*** Opening Information given ***

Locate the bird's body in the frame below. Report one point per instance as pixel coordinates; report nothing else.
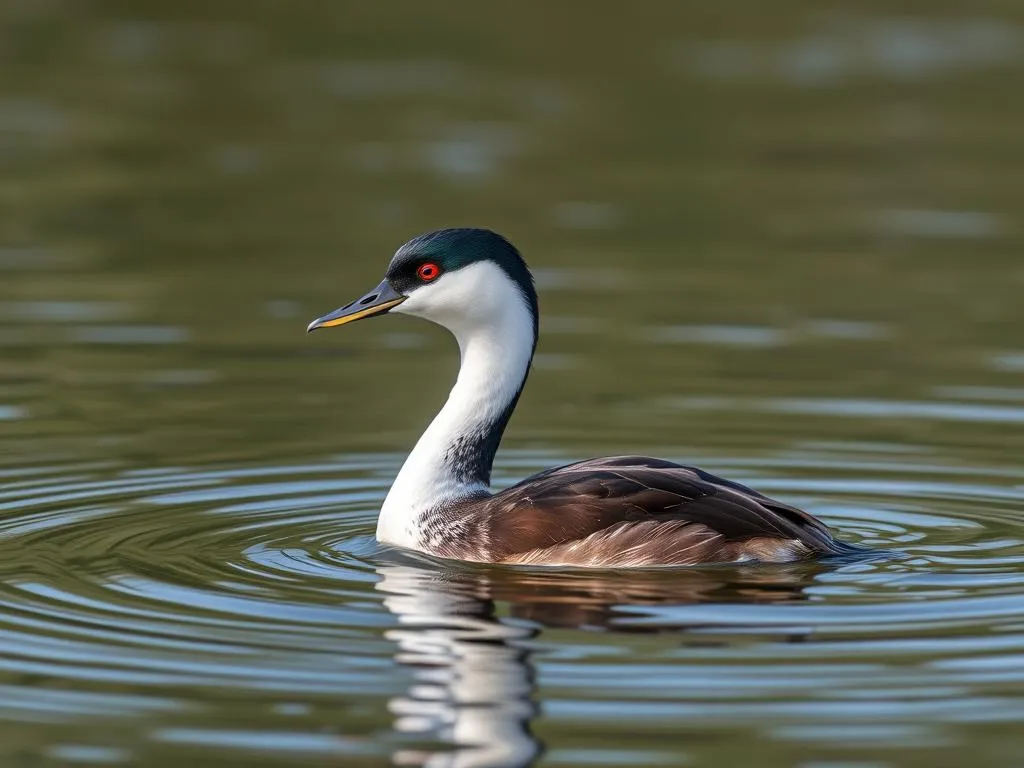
(608, 512)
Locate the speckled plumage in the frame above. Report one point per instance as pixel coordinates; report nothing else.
(611, 512)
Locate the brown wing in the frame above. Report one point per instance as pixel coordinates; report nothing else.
(636, 511)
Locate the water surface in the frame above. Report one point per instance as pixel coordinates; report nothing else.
(779, 243)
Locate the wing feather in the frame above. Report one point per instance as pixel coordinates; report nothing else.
(636, 510)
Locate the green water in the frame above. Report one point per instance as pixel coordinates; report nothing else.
(780, 241)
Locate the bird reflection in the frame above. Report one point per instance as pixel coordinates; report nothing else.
(473, 679)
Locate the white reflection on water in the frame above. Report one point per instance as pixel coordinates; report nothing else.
(472, 683)
(848, 46)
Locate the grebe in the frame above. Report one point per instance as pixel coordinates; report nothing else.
(610, 512)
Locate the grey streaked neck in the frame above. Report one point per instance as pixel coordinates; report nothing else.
(454, 457)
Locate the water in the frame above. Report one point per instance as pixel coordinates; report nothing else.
(781, 244)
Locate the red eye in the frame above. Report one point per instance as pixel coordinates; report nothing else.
(428, 271)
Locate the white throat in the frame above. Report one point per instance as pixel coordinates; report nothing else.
(489, 317)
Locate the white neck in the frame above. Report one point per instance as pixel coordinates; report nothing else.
(491, 320)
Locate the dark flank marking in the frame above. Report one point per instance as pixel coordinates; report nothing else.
(625, 511)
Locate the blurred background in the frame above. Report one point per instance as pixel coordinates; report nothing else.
(760, 231)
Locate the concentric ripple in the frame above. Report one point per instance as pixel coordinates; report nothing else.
(145, 612)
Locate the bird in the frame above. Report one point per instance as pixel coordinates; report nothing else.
(611, 512)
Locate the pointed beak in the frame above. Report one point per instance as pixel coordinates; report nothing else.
(378, 301)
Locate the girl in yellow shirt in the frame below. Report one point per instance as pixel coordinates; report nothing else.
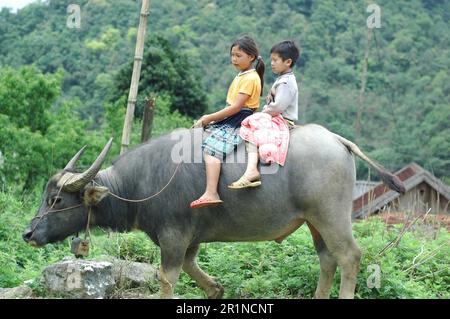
(242, 100)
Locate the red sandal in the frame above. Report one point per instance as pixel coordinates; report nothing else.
(199, 203)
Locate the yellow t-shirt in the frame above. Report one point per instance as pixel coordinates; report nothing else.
(247, 82)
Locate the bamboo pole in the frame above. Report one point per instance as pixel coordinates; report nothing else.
(132, 96)
(147, 119)
(363, 87)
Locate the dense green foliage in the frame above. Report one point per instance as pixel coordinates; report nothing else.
(249, 270)
(406, 110)
(169, 73)
(62, 88)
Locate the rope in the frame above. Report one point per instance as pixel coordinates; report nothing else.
(147, 198)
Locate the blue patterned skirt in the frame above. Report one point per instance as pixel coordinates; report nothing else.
(224, 137)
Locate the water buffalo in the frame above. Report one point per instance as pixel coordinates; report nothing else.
(315, 186)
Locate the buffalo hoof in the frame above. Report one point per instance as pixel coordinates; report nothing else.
(217, 292)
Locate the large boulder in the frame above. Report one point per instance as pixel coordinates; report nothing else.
(77, 278)
(21, 292)
(133, 274)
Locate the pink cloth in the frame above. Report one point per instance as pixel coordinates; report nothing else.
(270, 134)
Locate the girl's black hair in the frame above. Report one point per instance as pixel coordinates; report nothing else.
(287, 50)
(249, 46)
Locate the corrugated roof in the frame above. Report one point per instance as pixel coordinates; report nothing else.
(380, 195)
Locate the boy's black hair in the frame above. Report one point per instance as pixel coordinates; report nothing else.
(287, 50)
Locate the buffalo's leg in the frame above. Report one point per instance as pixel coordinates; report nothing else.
(339, 240)
(328, 265)
(212, 289)
(172, 257)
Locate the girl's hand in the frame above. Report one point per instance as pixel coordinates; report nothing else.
(269, 98)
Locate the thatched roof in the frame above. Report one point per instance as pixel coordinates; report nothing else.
(379, 195)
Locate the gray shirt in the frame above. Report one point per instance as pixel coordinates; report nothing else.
(284, 97)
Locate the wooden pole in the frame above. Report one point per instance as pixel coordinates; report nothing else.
(147, 120)
(363, 87)
(132, 96)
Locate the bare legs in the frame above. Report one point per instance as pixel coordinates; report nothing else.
(251, 173)
(212, 178)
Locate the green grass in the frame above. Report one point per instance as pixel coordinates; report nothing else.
(246, 270)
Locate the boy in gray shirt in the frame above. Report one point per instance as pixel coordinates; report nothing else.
(283, 96)
(282, 99)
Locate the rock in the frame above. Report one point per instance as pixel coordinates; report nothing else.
(21, 292)
(76, 278)
(133, 274)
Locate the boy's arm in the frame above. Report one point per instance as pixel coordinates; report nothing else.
(283, 98)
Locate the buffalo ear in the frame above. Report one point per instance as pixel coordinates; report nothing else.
(92, 195)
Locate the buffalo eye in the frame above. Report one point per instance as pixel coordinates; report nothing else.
(54, 200)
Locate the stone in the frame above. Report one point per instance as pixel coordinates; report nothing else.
(134, 274)
(21, 292)
(77, 278)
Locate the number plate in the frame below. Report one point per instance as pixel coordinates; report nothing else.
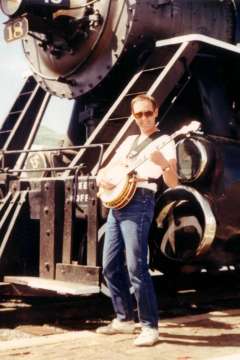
(15, 29)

*** Closing Information given ***

Write out every entry again word for word, without any of the pictures.

Locate the bird's body in the frame below. Report one point per instance as pixel coordinates; report nothing else.
(608, 512)
Locate the speckled plumage in the frame above. Report one point per instance as pixel coordinates; report nothing else.
(611, 512)
Locate the brown wing in the frame above. Report one point per instance as pixel coordinates; report nothing else.
(636, 511)
Locate the water surface in the frame above. Report one point per instance as pixel coordinates; report nothing else.
(779, 243)
Locate the wing feather in the frame above. Report one point per instance as pixel coordinates; report nothing else.
(636, 510)
Locate the green water in the frame above. Report one point per instance as pixel coordinates; report nothing else.
(780, 241)
Locate the bird reflection in the frame above. Report one point per instance as pixel coordinates; report nothing else.
(473, 679)
Locate the white reflection on water in the frame above. Report one point per instance as pixel coordinates; report nothing else.
(472, 683)
(848, 46)
Locate the grebe in the frame above. Report one point per instance as pixel coordinates; report nothing else.
(610, 512)
Locate the grey streaked neck in the frame above. Report one point per instance as pixel coordinates; report nothing else.
(454, 457)
Locate the water in the frame above. Report one point per instance as pixel coordinates; report nothing else.
(781, 244)
Locate the red eye in the frame above. Report one point per instance as pixel coordinates; report nothing else.
(428, 271)
Locate the white throat in the frame above. Report one point per instance as pixel coordinates; report nothing else.
(489, 317)
Locate the white neck in the frame above. Report one point per instance as pixel coordinates; report nothing else.
(491, 320)
Locate the dark flank marking in the frame above. Report one point per instance as pixel coordinates; report nothing else.
(625, 511)
Locate the blurred background in the frame above. Report one point per instance as pixel coordinates; report nothing else.
(760, 231)
Locate the concentric ripple in the frame above. Report one point per instance as pixel coordinates; report nothing else.
(145, 612)
Locate the bird in the frame above. Report one point per instance as pixel coordinates; report nothing else.
(611, 512)
Locate the pointed beak in the frame above. Report one point per instance as pixel coordinates; report nothing else.
(378, 301)
Locate the girl in yellow shirt in the frame below. Report one point per instance as pixel coordinates; report nothing else.
(242, 100)
Locate the red sandal in the frame above. Report one point per instance as pixel coordinates; report nothing else.
(199, 203)
Locate the yellow t-shirt in the frame above. Report one point per instance as pixel coordinates; report nothing else.
(247, 82)
Locate the bamboo pole in the frame above. Report one point per instance as pixel coordinates; report nothing else.
(132, 96)
(147, 119)
(363, 87)
Locate the dense green foliage in the frame above. Report one point per instance as pixel coordinates; report nothing else.
(249, 270)
(406, 110)
(169, 73)
(62, 88)
Locate the rope in the frame above. Report one point per instance as pixel coordinates; report nothing else.
(147, 198)
Locate the blue patterned skirt in the frame above. Report one point per instance as pixel coordinates; report nothing else.
(224, 137)
Locate the water buffalo in the frame above. Report one point per instance as pixel coordinates; report nothing else.
(315, 186)
Locate the buffalo hoof in the frame above. Report one point per instance as pixel coordinates; report nothing else.
(217, 292)
Locate the large boulder in the frame above. Report one point per instance as pixel coordinates; report nothing else.
(77, 278)
(21, 292)
(133, 274)
Locate the pink cloth in the frame above. Report one point per instance as pixel coordinates; report nothing else.
(270, 134)
Locate the girl's black hair in the frame above. Report one point per instance as pixel coordinates; report nothing else.
(287, 50)
(249, 46)
Locate the corrugated roof in the frame above. Report one point per instance as pixel coordinates; report nothing else.
(380, 195)
Locate the boy's black hair in the frame above. Report one point per instance as pixel coordinates; report nothing else.
(287, 50)
Locate the buffalo's leg in the frame above. Report one point per instance as pixel coordinates; report nothing else.
(339, 240)
(328, 265)
(212, 289)
(172, 257)
Locate the girl's hand in the frame above. Report one point per instance as pixel coordinates; report nothing else.
(269, 98)
Locate the thatched roof in the frame above. Report one point per instance as pixel coordinates; report nothing else.
(379, 195)
Locate the gray shirt in the frame above. Report one point per instance as pixel coordinates; report nothing else.
(284, 97)
Locate the wooden pole in the frame above. Report one point per instance as pixel coordinates; report nothing else.
(147, 120)
(363, 87)
(132, 96)
Locate the bare legs in the frame above. Report one point per instance as pixel coordinates; report nothing else.
(251, 173)
(212, 178)
Locate the green grass in the frame above. Report one point per instance as pixel coordinates; report nothing else.
(246, 270)
Locate the boy in gray shirt in the frame above. Report one point per instance as pixel coordinates; report nothing else.
(283, 96)
(282, 99)
Locate the rock in the frame above. Report one point per instance as pixel coordinates; report nothing else.
(21, 292)
(76, 278)
(133, 274)
Locate the boy's arm in the frame above. Report one point per instance as pixel coordinates; report nothing else.
(283, 98)
Locate the buffalo ear in the frame above. Report one point per instance as pixel coordinates; report nothing else.
(92, 195)
Locate the buffalo eye in the frame above. Report one point per instance as pixel coordinates; report nothing else.
(54, 200)
Locate the stone in the frame above. Report one point per instance as pixel coordinates; report nothing else.
(134, 274)
(21, 292)
(77, 278)
Locate the number plate in the frame below. Report one point per instance as pixel coordinates; report nothing else.
(15, 29)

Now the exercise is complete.